TEXT SEGMENT =
"""

Editorial
Before December 10 Rerun Polls In Rivers
Barring any hitches, the long awaited rerun National Assembly and House of Assembly elections will hold in some local government areas and wards of Rivers State on Saturday, December 10, 2016.
According to the Independent National Electoral Commission (INEC), the elections will hold in 1,840 units in eight local government areas of Andoni, Asari-Toru, Bonny, Eleme, Etche, Gokana, Khana and Oyigbo. The successful conduct of the rerun elections in these areas would ultimately conclude a process which started in April, 2015, when general elections were initially held across the country.
Following the nullification of elections of all the three Senatorial seats in Rivers State and several others in the House of Representatives and the State House of Assembly by an Appeal Court sitting in Abuja in December, 2015, a fresh window was created for INEC to conduct rerun elections on March 19, 2016 to fill the vacant seats in the State. But after announcing some of the results of the elections, it declared several others inconclusive including the results of all the three Senatorial seats and some in the House of Representatives and the State House of Assembly.
Since March, 2016, these seats have remained vacant, as INEC had cited insecurity as reason for its inability to conclude the rerun elections and had on several occasions postponed the elections, thereby denying Rivers State representation in the Natural Assembly, especially the Senate.
It, however, took the intervention of the Senate and the House of Representatives, which separately passed resolutions on the issue for INEC to have a re-think, and conclude the polls.
From every indication, the stage is now set for the elections to hold on Saturday, if the remarks of the INEC Resident Electoral Commissioner for Rivers State, Elder Aniedi Ikiowak is anything to go by. Ikiowak was quoted to have said that INEC had commenced the movement of non-sensitive electoral materials to the respective local government areas where the polls will hold and that the electoral umpire had commenced the training of adhoc staff for the exercise.

"""

WORK INSTRUCTIONS = Reproduce the editorial on the December 10 rerun polls in Rivers State verbatim, from its header through the final sentence.

INFORMATION SHOWN =
"""

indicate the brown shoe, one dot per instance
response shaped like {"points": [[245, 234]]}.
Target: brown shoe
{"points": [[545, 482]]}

"""

FINAL ANSWER =
Editorial
Before December 10 Rerun Polls In Rivers
Barring any hitches, the long awaited rerun National Assembly and House of Assembly elections will hold in some local government areas and wards of Rivers State on Saturday, December 10, 2016.
According to the Independent National Electoral Commission (INEC), the elections will hold in 1,840 units in eight local government areas of Andoni, Asari-Toru, Bonny, Eleme, Etche, Gokana, Khana and Oyigbo. The successful conduct of the rerun elections in these areas would ultimately conclude a process which started in April, 2015, when general elections were initially held across the country.
Following the nullification of elections of all the three Senatorial seats in Rivers State and several others in the House of Representatives and the State House of Assembly by an Appeal Court sitting in Abuja in December, 2015, a fresh window was created for INEC to conduct rerun elections on March 19, 2016 to fill the vacant seats in the State. But after announcing some of the results of the elections, it declared several others inconclusive including the results of all the three Senatorial seats and some in the House of Representatives and the State House of Assembly.
Since March, 2016, these seats have remained vacant, as INEC had cited insecurity as reason for its inability to conclude the rerun elections and had on several occasions postponed the elections, thereby denying Rivers State representation in the Natural Assembly, especially the Senate.
It, however, took the intervention of the Senate and the House of Representatives, which separately passed resolutions on the issue for INEC to have a re-think, and conclude the polls.
From every indication, the stage is now set for the elections to hold on Saturday, if the remarks of the INEC Resident Electoral Commissioner for Rivers State, Elder Aniedi Ikiowak is anything to go by. Ikiowak was quoted to have said that INEC had commenced the movement of non-sensitive electoral materials to the respective local government areas where the polls will hold and that the electoral umpire had commenced the training of adhoc staff for the exercise.